Perhaps a little surprisingly, just 7.5% of those surveyed play casino table games (in person or online). This is a little smaller than the percentage of people – 7.9% – who take part in sports betting. Single-event sports betting was only legalized in Canada in 2021, so there’s a distinct possibility that this percentage will rise rapidly in years to come.
Uptake of gambling in Canada varies hugely between provinces and territories. For example, less than 60% of those living in British Columbia have gambled in the last year compared with almost 75% in Newfoundland and Labrador.
You might put this down to the different laws in place across Canada – these also vary considerably from province to province, right down to legal gambling age – but that doesn’t seem to tell the whole story.
Despite what you might expect from the discrepancy above, BC has plenty of land-based casinos whereas Newfoundland & Labrador has none. Therefore, it’s tempting to conclude that online gambling must be a considerable factor when it comes to provincial differences in Canada gambling habits.
The Canadian gambling market regularly represents in excess of $15 billion a year, with some pundits estimating that close to half of that is generated by online activity.

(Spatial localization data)

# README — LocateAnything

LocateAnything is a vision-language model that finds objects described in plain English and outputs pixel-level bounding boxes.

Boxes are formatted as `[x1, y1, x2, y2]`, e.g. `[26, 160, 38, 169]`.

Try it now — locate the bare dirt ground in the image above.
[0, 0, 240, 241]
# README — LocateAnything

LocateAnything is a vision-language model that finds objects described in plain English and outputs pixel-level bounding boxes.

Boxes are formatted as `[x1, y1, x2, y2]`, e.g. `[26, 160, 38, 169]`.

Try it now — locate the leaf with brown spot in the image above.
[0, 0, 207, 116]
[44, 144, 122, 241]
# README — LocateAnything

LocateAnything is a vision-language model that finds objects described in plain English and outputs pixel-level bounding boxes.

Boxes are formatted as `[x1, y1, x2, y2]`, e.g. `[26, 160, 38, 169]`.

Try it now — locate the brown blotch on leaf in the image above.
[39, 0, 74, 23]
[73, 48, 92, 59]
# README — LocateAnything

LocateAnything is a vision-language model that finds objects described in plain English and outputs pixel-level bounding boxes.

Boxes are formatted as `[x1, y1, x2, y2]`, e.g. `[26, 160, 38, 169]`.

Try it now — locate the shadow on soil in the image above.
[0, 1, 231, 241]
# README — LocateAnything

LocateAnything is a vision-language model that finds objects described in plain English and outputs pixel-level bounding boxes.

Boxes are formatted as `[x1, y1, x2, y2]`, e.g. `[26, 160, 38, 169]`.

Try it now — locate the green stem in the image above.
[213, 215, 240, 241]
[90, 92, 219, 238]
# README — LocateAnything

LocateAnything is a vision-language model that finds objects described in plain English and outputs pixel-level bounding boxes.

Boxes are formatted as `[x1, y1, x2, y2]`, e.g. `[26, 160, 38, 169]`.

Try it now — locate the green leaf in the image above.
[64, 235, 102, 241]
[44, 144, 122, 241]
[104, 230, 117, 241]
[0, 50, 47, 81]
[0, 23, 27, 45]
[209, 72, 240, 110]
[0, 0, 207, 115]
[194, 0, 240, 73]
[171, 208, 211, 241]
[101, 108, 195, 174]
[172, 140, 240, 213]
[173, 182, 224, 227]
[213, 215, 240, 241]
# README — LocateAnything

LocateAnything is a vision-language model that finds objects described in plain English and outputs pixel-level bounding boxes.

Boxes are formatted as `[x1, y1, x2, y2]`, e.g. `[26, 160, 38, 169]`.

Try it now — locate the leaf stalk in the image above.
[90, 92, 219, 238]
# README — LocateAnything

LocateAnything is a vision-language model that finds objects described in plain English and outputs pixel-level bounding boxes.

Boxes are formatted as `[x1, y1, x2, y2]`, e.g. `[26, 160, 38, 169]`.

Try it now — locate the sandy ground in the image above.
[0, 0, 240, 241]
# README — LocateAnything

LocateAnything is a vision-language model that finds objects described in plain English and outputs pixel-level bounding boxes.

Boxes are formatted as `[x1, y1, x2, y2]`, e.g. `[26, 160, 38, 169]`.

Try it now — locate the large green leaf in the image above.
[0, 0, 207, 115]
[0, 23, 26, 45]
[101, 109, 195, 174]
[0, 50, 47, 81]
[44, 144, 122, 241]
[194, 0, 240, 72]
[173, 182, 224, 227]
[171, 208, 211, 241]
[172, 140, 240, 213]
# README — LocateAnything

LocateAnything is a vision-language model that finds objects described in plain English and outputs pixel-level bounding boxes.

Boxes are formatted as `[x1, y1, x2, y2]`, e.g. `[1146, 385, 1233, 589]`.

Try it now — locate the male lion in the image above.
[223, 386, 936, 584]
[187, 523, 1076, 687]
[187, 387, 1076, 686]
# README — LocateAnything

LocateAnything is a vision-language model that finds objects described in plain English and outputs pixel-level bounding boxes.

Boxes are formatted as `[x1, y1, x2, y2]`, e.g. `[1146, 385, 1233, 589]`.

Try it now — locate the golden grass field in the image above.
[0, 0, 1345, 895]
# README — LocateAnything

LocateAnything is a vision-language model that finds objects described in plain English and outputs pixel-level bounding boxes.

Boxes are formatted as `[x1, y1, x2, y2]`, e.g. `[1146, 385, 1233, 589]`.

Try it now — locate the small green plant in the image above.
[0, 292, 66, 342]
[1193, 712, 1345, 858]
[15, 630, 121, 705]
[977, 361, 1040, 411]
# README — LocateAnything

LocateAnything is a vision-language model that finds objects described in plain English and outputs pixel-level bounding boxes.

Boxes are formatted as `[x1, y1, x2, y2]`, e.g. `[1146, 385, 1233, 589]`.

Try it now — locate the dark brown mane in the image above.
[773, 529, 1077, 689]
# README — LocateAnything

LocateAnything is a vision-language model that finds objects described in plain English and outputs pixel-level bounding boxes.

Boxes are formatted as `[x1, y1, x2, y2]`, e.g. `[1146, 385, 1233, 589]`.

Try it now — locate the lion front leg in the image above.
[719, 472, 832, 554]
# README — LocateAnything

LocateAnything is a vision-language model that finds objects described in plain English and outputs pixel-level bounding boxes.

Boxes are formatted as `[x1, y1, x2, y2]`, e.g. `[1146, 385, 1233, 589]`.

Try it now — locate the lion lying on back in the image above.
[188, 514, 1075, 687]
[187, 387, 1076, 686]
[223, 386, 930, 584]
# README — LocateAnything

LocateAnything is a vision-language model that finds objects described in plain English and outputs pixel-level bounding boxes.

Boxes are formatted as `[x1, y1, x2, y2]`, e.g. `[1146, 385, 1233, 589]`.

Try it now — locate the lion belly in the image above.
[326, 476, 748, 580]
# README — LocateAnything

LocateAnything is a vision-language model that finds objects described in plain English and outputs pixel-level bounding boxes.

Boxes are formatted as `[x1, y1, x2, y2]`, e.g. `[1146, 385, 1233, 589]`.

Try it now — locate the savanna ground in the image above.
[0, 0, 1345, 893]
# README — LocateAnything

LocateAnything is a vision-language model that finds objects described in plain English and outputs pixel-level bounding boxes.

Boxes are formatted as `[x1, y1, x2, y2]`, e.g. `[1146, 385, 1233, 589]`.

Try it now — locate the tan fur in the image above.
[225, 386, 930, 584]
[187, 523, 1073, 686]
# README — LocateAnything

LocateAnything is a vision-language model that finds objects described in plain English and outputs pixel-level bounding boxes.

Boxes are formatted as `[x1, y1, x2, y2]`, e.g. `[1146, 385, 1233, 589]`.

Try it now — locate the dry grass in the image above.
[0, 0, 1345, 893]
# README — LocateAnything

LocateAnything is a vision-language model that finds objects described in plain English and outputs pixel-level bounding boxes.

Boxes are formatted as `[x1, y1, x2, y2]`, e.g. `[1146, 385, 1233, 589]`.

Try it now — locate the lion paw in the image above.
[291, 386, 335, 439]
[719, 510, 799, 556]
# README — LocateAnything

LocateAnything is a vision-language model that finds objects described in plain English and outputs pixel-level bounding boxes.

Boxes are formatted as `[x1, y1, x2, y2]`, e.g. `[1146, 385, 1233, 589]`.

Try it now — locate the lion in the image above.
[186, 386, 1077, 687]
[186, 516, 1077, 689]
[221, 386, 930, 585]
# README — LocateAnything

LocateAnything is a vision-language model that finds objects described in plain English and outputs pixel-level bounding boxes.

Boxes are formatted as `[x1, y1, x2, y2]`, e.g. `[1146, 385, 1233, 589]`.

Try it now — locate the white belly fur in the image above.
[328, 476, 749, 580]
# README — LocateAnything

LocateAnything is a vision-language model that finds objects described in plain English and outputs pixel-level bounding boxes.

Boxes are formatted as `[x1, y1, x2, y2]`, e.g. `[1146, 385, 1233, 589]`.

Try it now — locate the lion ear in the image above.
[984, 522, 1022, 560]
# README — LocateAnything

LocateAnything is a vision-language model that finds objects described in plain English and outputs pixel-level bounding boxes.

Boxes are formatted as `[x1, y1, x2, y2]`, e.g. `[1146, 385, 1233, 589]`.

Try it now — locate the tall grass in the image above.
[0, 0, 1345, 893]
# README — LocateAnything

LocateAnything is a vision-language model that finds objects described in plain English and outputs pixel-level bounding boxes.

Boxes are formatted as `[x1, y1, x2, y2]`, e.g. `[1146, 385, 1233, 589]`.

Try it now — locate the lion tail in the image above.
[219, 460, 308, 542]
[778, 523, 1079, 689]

▶ [Task set]:
A. In the text about gambling in Canada, what percentage of those surveyed take part in sports betting?
B. Carry on the text about gambling in Canada from the point where it stops.
The rows have no connection to the text about gambling in Canada.

▶ [Answers for the exercise]:
A. 7.9%

B.
Ipsos surveys discovered that 30% of all Canadians have played online casino games, with 40% doing some form of online gambling in the past twelve months. In 2022, the number of Canadians visiting physical casinos had dropped from more than 40% to 26%.
Likewise, the Canadian Gaming Association found that 39% of Canadians who bet on sports do so using a website, compared with just 9% using a physical bookmaker. Whatever the gambling activity, the role of the internet continues to gather steam.
According to Statista, the market size of the gambling sector decreased from 14.97 billion USD in 2019 to 12.75 billion in 2020. Based on these numbers, it’s easy to come to the conclusion that the pandemic had a huge impact on gambling statistics from Canada.
We can safely assume that the closure of brick-and-mortar gambling venues is at least partly responsible for this drop, but it’s interesting to note that online gambling didn’t fully step up to close this gap.
Since then, the market size has continued to shrink to 12.54 billion USD in 2021, and 12.5 billion USD predicted in 2022. Although most land-based gambling venues are now open again, Canadian gambling spend has not yet returned to pre-pandemic levels.
Opportunities to gamble here, particularly online thanks to recent legislative changes, are more plentiful than ever before. Despite that, we don’t expect to see Canada’s gambling spending exceed its 2011 peak of 16.09 billion USD until some of the economic uncertainty most Canadians are facing right now fades away.
According to research released in 2022, just over 1.5% of active gamblers in Canada are at risk of moderate-to-severe problems related to gambling. That translates to around 300,000 people affected, whether consciously or not, by gambling addition – not to mention the impact felt by friends and family of those affected.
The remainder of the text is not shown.